Exercise description - All of the material below is to be restated word for word, apart from the pictures.

Records for processing -
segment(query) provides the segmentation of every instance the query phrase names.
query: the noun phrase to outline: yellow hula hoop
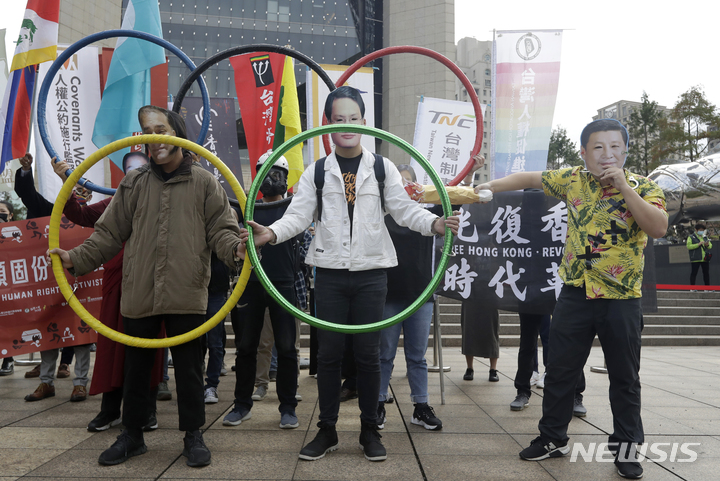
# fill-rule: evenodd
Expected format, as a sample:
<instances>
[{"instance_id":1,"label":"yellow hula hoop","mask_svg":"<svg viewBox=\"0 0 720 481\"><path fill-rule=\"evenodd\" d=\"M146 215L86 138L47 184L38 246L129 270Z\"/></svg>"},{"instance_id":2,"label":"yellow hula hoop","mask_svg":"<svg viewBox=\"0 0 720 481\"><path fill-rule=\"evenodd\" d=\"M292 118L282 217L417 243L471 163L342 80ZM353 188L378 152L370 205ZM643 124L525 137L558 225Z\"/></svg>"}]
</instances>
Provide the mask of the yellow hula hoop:
<instances>
[{"instance_id":1,"label":"yellow hula hoop","mask_svg":"<svg viewBox=\"0 0 720 481\"><path fill-rule=\"evenodd\" d=\"M90 156L88 156L87 159L85 159L85 161L83 161L80 165L77 166L77 168L73 171L70 177L68 177L68 179L65 181L62 189L60 189L60 193L58 194L57 200L55 201L55 206L53 207L52 215L50 217L50 250L60 247L60 220L62 218L63 209L65 208L67 199L70 197L70 193L72 192L73 187L75 186L77 181L80 180L80 177L82 177L82 175L87 172L90 167L95 165L104 157L107 157L109 154L112 154L113 152L116 152L125 147L130 147L132 145L153 143L175 145L194 152L201 157L209 160L210 163L217 167L218 171L220 171L220 173L230 183L230 187L232 187L233 192L235 192L235 195L240 202L240 206L243 212L245 211L245 203L247 201L247 197L245 196L245 192L243 192L240 183L235 178L235 175L232 173L232 171L228 169L227 166L223 164L222 161L215 155L213 155L212 152L210 152L209 150L189 140L169 135L139 135L135 137L127 137L125 139L112 142L111 144L106 145L102 149L93 152ZM85 307L80 303L80 301L78 301L78 299L73 295L72 288L70 287L70 284L65 277L65 271L63 270L60 257L57 254L51 254L50 257L52 259L53 274L55 274L55 280L60 287L60 292L62 292L63 296L65 296L65 299L67 299L68 304L70 305L72 310L75 311L78 316L80 316L80 319L82 319L87 323L87 325L95 329L98 334L102 334L108 339L119 342L121 344L125 344L127 346L145 348L177 346L178 344L183 344L185 342L195 339L196 337L201 336L202 334L205 334L210 329L218 325L220 321L225 319L230 310L232 310L232 308L240 300L240 296L245 290L245 286L247 285L251 272L250 256L245 256L245 262L243 263L240 278L237 285L235 286L235 289L233 289L230 298L227 300L225 305L217 312L217 314L207 320L203 325L179 336L168 337L164 339L145 339L141 337L128 336L127 334L109 328L105 324L101 323L99 320L95 319L87 311L87 309L85 309Z\"/></svg>"}]
</instances>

The solution -
segment(query) provides the segmentation of every instance the query phrase names.
query: the noun phrase to outline: yellow hula hoop
# fill-rule: evenodd
Expected format, as a sample:
<instances>
[{"instance_id":1,"label":"yellow hula hoop","mask_svg":"<svg viewBox=\"0 0 720 481\"><path fill-rule=\"evenodd\" d=\"M146 215L86 138L47 184L38 246L129 270Z\"/></svg>"},{"instance_id":2,"label":"yellow hula hoop","mask_svg":"<svg viewBox=\"0 0 720 481\"><path fill-rule=\"evenodd\" d=\"M292 118L282 217L417 243L471 163L342 80ZM353 188L378 152L370 205ZM643 124L525 137L558 225Z\"/></svg>"}]
</instances>
Provide the mask of the yellow hula hoop:
<instances>
[{"instance_id":1,"label":"yellow hula hoop","mask_svg":"<svg viewBox=\"0 0 720 481\"><path fill-rule=\"evenodd\" d=\"M90 156L88 156L87 159L85 159L85 161L83 161L80 165L77 166L77 168L73 171L70 177L68 177L68 179L65 181L62 189L60 189L60 193L58 194L57 200L55 201L55 206L53 207L52 215L50 217L50 250L60 247L60 220L62 218L63 209L65 208L67 199L70 197L70 193L72 192L73 187L75 186L77 181L80 180L80 177L82 177L82 175L87 172L90 167L95 165L104 157L107 157L109 154L112 154L113 152L116 152L125 147L130 147L132 145L153 143L175 145L194 152L201 157L209 160L210 163L217 167L218 171L220 171L220 173L230 183L230 187L232 187L233 192L235 192L235 195L240 202L240 206L243 212L245 211L245 203L247 201L247 197L245 196L245 192L243 192L240 183L235 178L235 175L232 173L232 171L228 169L227 166L223 164L222 161L215 155L213 155L212 152L210 152L209 150L189 140L169 135L139 135L135 137L127 137L125 139L112 142L111 144L106 145L102 149L93 152ZM85 307L80 303L80 301L78 301L78 299L73 295L72 288L70 287L70 284L65 277L65 271L63 270L60 257L57 254L51 254L50 257L52 259L53 274L55 274L55 280L60 287L60 292L62 292L63 296L65 296L65 299L67 299L68 304L70 305L72 310L75 311L78 316L80 316L80 319L82 319L87 323L87 325L95 329L98 334L102 334L108 339L119 342L121 344L125 344L127 346L145 348L177 346L178 344L183 344L185 342L195 339L196 337L201 336L202 334L205 334L210 329L218 325L220 321L225 319L230 310L232 310L232 308L240 300L240 296L245 290L245 286L247 285L251 272L250 256L245 256L245 262L243 263L240 278L237 285L235 286L235 289L233 289L230 298L227 300L225 305L217 312L217 314L207 320L203 325L179 336L168 337L164 339L145 339L141 337L128 336L127 334L109 328L105 324L101 323L99 320L95 319L87 311L87 309L85 309Z\"/></svg>"}]
</instances>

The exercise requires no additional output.